## Problem description:
Retype each entry. Leave every word as it is.

Referring expression data:
____________
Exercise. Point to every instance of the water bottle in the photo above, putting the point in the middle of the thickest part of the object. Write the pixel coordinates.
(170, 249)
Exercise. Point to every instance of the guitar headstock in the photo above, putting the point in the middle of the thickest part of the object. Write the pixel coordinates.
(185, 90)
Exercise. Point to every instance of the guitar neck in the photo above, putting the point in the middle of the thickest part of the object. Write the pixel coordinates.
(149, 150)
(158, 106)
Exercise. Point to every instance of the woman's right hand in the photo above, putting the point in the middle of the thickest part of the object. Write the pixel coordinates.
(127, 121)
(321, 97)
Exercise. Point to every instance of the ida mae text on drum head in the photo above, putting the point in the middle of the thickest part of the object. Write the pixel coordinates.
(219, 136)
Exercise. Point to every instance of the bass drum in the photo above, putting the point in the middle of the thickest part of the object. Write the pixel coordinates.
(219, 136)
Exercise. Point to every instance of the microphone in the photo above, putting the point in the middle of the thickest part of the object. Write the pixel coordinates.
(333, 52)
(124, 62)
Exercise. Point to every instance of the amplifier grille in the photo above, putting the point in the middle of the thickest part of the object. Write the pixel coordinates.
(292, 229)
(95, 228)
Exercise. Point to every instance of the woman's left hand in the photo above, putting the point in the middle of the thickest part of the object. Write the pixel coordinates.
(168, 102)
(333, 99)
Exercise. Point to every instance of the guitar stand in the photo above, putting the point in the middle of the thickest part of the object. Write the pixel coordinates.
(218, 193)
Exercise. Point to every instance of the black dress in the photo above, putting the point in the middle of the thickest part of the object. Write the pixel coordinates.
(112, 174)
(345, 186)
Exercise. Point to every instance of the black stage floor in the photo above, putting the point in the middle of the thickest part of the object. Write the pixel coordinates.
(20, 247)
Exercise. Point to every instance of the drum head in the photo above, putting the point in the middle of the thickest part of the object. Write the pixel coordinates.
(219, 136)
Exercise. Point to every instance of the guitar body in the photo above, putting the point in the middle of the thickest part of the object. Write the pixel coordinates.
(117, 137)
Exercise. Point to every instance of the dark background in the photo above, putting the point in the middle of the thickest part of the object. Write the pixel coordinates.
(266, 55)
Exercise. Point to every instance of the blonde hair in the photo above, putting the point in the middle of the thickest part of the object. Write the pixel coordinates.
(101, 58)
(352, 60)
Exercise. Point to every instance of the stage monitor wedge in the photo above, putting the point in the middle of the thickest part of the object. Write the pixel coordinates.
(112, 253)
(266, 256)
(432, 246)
____________
## Expected output:
Exercise. Point to every instance of the water bottle in the photo above, putting the point in the middle of the thickest part of the object. Write the pixel coordinates.
(170, 249)
Exercise. Point to every instance of the guitar headstock in the photo above, putting the point in the middle of the thickest part of the object. Write the pixel coordinates.
(185, 90)
Exercise. Point to every instance of the guitar neck in the photo above, putting the point in the middle of the thickest part of the object. Write the pixel coordinates.
(149, 150)
(158, 106)
Exercise. Point to every instance of the woman's right hand in the photo above, putting the point in the middle of the thickest part of the object. Write the pixel coordinates.
(127, 121)
(321, 97)
Exercise. Point to every instance of the ida mae text on drum head in the photo above, putting the point in the middle of the thickest part of the object. Write the pixel coordinates.
(219, 136)
Exercise. Point to every instance of the bass drum in the photo above, putting the point in the middle of the thickest part of the object. Write the pixel coordinates.
(219, 136)
Exercise. Point to every instance of the microphone in the photo above, putting the point in the middle of the thickest part of the object. Write the pixel coordinates.
(333, 52)
(124, 62)
Exercise. Point to every instance of the amplifier grille in the photo above, putting the point in the middle of the thickest part of the object. Write the pixel coordinates.
(292, 229)
(95, 228)
Exercise. Point to every instance of the woman's left hand in the photo above, putting the point in the middle of the thickest part of the object. Write the pixel coordinates.
(168, 102)
(333, 99)
Exercise. Point to every instance of the guitar stand in the photo above, putting the point in the middle of the thickest part of the object. Write the pixel coordinates.
(218, 193)
Exercise. Point to every instance of the black dress in the photo above, putting the point in the middle of the thickest part of the object. Write the pixel coordinates.
(112, 174)
(345, 186)
Exercise. Point to every instance of the black stage floor in the photo above, putting the point in the middle of the thickest part of the object. Write the pixel coordinates.
(20, 247)
Exercise. Point to every instance of the drum head in the photo above, putting the point in the middle of the thickest part of the object. Write the pixel coordinates.
(219, 136)
Exercise. Point to every instance of the guitar body in the photo above, putting the point in the middle of the thickest part of the object. Write the pixel coordinates.
(117, 137)
Exercise. Point to every instance of the dark background in the photo above, putting the point in the middle of the thickest part of the object. Write the pixel coordinates.
(266, 55)
Exercise. Point to every instance of the blonde hair in the photo above, putting the point in the middle of the thickest part of the object. Write the pixel coordinates.
(101, 58)
(352, 60)
Exercise. Point to every instance of the stage monitor wedge in the photo above, putting the point in the middle of the thickest part of the object. Write the pixel coordinates.
(112, 253)
(266, 256)
(432, 246)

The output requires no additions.